Count the lines in the records below that contain the string "shrub", treating case as significant. Give only the number.
☆ ☆ ☆ ☆ ☆
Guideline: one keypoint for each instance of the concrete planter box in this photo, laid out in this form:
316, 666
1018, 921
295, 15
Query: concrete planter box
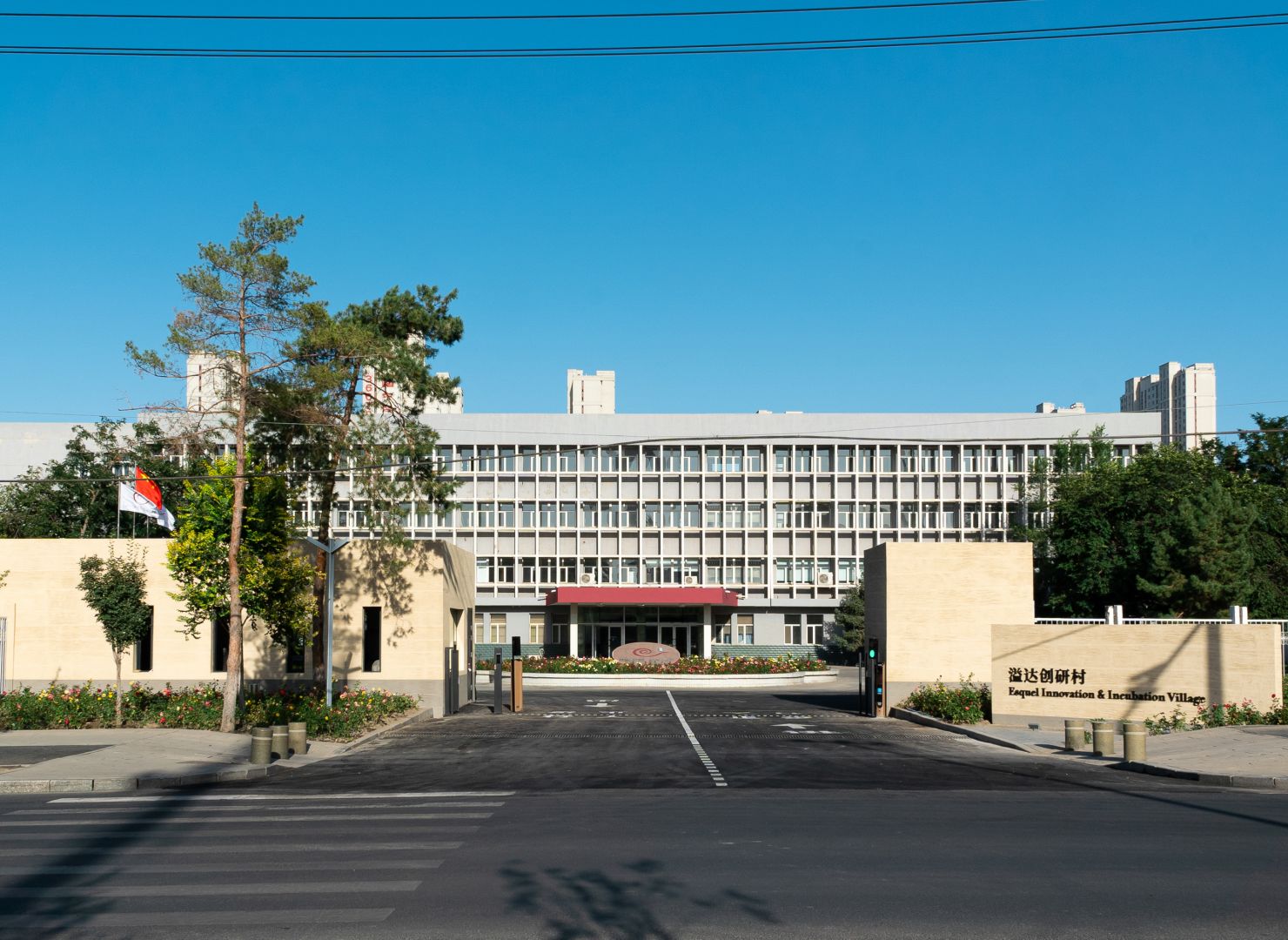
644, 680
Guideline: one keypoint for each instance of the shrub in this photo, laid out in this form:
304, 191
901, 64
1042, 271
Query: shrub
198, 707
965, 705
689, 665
☆ ☆ ☆ ☆ ☆
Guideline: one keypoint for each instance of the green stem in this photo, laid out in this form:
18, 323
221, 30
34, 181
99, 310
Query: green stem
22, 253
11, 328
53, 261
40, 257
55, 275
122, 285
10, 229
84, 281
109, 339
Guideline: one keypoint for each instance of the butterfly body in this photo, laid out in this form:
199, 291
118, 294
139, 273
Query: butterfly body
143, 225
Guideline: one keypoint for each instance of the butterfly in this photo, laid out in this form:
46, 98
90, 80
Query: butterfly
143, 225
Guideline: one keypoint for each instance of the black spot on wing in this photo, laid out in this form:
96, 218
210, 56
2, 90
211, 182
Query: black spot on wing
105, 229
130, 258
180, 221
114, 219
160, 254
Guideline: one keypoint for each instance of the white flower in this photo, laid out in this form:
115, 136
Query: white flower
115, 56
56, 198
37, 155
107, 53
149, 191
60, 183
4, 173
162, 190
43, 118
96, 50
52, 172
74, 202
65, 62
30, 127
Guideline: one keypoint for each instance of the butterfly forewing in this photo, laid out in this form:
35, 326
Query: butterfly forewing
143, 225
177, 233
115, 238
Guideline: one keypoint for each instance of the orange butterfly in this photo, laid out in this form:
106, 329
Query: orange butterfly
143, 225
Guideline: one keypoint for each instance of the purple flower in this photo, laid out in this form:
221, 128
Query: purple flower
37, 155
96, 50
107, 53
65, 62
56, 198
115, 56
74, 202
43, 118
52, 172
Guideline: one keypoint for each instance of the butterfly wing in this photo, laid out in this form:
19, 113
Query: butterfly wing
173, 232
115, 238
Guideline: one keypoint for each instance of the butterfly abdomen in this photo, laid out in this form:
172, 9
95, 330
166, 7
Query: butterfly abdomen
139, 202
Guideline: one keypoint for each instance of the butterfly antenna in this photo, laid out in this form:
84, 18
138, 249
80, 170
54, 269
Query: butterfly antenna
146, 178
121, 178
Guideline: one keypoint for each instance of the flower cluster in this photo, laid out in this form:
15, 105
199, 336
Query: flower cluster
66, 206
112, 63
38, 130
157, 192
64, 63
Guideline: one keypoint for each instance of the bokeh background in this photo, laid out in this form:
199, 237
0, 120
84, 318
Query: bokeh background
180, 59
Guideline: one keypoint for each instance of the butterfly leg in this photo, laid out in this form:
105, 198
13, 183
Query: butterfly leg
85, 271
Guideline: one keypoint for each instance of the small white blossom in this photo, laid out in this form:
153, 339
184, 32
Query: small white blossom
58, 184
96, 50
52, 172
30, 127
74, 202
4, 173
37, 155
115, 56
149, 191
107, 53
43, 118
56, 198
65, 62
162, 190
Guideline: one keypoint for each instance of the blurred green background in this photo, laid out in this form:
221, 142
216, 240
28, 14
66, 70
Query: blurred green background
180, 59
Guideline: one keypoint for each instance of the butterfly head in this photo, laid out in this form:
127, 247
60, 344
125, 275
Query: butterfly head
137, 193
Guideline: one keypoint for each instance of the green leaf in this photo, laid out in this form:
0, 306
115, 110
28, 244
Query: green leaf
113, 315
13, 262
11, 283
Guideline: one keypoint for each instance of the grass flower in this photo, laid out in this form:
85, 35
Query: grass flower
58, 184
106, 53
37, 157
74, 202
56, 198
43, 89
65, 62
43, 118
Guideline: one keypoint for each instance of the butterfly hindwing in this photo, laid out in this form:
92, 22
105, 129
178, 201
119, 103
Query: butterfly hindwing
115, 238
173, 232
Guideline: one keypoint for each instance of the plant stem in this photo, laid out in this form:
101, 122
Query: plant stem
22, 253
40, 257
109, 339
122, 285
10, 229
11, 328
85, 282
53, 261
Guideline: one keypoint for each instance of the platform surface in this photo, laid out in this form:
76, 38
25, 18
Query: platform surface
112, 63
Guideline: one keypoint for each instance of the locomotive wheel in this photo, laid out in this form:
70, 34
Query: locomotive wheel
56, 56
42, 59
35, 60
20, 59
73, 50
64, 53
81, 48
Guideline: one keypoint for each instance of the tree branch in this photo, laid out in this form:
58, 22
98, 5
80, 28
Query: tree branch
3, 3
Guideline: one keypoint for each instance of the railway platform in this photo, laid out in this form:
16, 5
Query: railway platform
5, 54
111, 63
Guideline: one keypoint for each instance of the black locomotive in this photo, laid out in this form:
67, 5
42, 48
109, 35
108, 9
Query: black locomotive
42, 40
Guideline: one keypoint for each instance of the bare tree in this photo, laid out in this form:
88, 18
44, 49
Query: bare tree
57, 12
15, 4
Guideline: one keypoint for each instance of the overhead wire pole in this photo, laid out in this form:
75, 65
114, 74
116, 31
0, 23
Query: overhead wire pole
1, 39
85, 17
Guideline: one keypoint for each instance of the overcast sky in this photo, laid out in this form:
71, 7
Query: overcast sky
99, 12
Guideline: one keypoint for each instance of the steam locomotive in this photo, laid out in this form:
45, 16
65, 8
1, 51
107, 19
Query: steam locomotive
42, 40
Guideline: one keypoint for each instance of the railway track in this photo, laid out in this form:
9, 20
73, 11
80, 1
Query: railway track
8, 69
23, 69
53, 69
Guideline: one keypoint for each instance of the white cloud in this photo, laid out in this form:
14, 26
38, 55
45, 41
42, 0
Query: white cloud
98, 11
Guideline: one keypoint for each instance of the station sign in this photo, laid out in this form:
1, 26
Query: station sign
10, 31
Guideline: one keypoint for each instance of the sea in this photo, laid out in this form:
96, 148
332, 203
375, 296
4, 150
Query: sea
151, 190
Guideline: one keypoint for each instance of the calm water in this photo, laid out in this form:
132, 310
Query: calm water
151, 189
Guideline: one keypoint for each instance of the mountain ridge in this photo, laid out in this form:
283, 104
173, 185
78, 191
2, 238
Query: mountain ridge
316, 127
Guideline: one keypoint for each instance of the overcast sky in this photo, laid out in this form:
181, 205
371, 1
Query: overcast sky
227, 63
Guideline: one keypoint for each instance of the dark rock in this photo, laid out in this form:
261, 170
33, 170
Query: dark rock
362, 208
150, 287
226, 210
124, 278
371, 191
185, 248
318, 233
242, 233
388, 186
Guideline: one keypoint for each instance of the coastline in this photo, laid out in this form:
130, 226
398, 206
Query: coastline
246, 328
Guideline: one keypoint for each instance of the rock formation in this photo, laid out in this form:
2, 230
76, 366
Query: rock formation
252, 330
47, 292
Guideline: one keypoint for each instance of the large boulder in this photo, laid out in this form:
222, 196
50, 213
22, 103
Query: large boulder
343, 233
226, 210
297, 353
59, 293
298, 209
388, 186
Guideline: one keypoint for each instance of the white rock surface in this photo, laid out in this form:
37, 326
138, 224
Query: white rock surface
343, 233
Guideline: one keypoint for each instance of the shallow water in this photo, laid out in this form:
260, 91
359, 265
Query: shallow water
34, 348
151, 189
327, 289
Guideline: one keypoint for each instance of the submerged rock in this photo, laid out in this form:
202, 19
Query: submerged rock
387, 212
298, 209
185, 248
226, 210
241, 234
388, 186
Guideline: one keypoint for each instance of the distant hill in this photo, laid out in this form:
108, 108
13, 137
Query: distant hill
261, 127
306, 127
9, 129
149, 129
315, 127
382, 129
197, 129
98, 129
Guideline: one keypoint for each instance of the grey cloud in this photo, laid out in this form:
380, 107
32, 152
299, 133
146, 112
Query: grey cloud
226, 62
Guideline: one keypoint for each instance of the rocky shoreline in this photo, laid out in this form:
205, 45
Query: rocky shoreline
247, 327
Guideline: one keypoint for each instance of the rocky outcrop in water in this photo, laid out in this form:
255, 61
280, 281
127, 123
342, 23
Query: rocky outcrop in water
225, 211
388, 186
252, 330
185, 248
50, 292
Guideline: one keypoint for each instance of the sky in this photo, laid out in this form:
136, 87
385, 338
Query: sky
☆ ☆ ☆ ☆ ☆
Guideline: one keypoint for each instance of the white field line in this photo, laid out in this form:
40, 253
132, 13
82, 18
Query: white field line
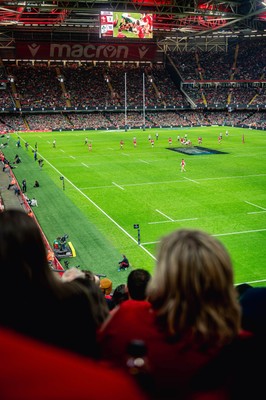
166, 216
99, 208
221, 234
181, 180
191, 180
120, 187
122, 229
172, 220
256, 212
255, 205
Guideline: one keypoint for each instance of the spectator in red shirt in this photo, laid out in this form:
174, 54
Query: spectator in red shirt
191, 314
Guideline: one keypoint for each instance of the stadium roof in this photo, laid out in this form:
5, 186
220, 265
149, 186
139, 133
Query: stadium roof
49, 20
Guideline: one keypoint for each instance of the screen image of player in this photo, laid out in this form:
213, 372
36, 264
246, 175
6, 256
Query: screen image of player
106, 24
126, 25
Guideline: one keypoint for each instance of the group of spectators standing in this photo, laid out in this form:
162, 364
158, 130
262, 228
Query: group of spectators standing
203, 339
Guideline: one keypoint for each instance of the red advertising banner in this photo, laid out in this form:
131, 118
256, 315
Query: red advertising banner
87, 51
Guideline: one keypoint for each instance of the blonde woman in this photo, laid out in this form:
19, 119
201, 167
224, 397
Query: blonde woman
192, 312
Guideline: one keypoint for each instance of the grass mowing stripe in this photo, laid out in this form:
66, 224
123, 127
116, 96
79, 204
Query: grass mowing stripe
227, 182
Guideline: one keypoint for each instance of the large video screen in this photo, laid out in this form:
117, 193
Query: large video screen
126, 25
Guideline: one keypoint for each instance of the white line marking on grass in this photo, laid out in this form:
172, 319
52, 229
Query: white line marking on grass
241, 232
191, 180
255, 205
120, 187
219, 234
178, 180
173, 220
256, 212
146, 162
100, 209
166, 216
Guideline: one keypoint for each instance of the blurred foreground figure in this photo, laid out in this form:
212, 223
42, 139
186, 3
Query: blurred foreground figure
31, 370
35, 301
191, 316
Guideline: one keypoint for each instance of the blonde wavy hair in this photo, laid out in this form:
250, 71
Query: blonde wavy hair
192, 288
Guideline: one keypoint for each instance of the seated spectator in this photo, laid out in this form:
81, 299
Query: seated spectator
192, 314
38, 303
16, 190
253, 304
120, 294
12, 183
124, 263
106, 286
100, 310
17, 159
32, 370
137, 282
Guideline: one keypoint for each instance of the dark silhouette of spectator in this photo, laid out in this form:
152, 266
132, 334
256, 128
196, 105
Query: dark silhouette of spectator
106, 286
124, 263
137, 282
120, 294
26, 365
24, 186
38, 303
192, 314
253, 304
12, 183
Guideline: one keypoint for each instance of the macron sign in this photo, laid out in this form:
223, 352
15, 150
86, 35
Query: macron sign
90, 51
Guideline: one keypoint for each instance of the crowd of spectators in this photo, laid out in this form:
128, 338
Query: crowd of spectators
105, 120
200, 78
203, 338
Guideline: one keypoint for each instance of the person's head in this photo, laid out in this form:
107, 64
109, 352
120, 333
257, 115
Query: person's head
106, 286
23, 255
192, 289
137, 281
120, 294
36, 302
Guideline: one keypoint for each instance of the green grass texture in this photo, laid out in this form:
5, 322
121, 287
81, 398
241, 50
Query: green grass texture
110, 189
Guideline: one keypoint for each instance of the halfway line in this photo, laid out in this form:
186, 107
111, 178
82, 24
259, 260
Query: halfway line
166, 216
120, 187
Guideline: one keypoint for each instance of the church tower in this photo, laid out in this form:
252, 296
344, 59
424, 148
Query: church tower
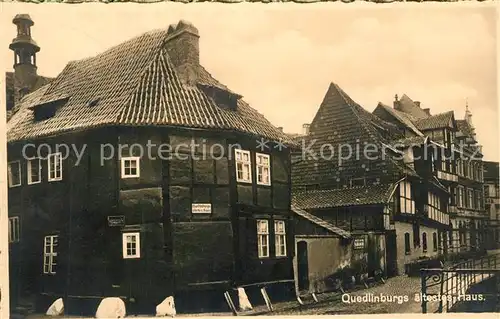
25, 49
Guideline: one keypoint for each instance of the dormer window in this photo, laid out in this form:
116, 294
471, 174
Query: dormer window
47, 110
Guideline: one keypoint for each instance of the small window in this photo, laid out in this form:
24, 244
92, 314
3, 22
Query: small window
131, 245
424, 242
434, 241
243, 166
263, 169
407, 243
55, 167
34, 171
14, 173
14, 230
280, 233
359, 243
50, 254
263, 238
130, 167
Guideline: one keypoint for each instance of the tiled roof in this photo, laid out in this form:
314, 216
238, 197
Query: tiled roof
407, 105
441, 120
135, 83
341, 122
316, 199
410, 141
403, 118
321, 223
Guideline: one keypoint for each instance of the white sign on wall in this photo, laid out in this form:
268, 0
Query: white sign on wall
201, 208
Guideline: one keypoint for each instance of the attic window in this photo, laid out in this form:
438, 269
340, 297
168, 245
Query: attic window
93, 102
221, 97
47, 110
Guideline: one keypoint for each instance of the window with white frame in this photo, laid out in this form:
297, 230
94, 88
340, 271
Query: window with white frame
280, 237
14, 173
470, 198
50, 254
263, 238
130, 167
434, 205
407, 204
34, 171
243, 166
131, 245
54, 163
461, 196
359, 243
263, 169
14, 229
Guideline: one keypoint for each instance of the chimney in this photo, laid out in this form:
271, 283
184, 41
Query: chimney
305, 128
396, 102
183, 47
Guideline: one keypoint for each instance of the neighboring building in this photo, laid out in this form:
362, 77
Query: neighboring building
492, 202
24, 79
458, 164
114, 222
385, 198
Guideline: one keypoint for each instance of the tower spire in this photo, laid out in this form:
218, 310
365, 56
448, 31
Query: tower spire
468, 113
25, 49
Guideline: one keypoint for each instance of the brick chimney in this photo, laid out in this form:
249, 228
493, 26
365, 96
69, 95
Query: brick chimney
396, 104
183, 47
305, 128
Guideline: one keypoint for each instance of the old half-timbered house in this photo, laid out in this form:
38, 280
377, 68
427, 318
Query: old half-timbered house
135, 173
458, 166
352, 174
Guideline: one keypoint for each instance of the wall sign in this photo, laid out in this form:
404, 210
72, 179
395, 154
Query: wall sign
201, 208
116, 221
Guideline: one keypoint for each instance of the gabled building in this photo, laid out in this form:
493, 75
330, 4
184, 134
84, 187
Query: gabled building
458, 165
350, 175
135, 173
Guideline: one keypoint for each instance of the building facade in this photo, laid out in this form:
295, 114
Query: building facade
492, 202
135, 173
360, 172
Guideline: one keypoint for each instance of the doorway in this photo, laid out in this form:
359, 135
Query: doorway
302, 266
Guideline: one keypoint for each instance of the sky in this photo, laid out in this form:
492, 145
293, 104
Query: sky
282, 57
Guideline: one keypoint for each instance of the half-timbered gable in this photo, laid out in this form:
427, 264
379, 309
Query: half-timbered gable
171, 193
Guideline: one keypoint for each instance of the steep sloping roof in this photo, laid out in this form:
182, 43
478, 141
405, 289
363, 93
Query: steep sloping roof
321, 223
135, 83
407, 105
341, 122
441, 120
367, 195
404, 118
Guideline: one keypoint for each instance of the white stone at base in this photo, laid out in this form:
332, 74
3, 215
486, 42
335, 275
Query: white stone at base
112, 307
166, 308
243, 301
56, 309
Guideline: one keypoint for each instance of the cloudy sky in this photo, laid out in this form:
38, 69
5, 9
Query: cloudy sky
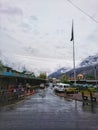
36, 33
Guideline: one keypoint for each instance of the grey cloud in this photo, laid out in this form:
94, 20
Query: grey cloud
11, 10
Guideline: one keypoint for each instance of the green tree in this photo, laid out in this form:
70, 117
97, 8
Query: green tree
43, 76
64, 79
☆ ☆ ☆ ☆ ☆
◆ The result
2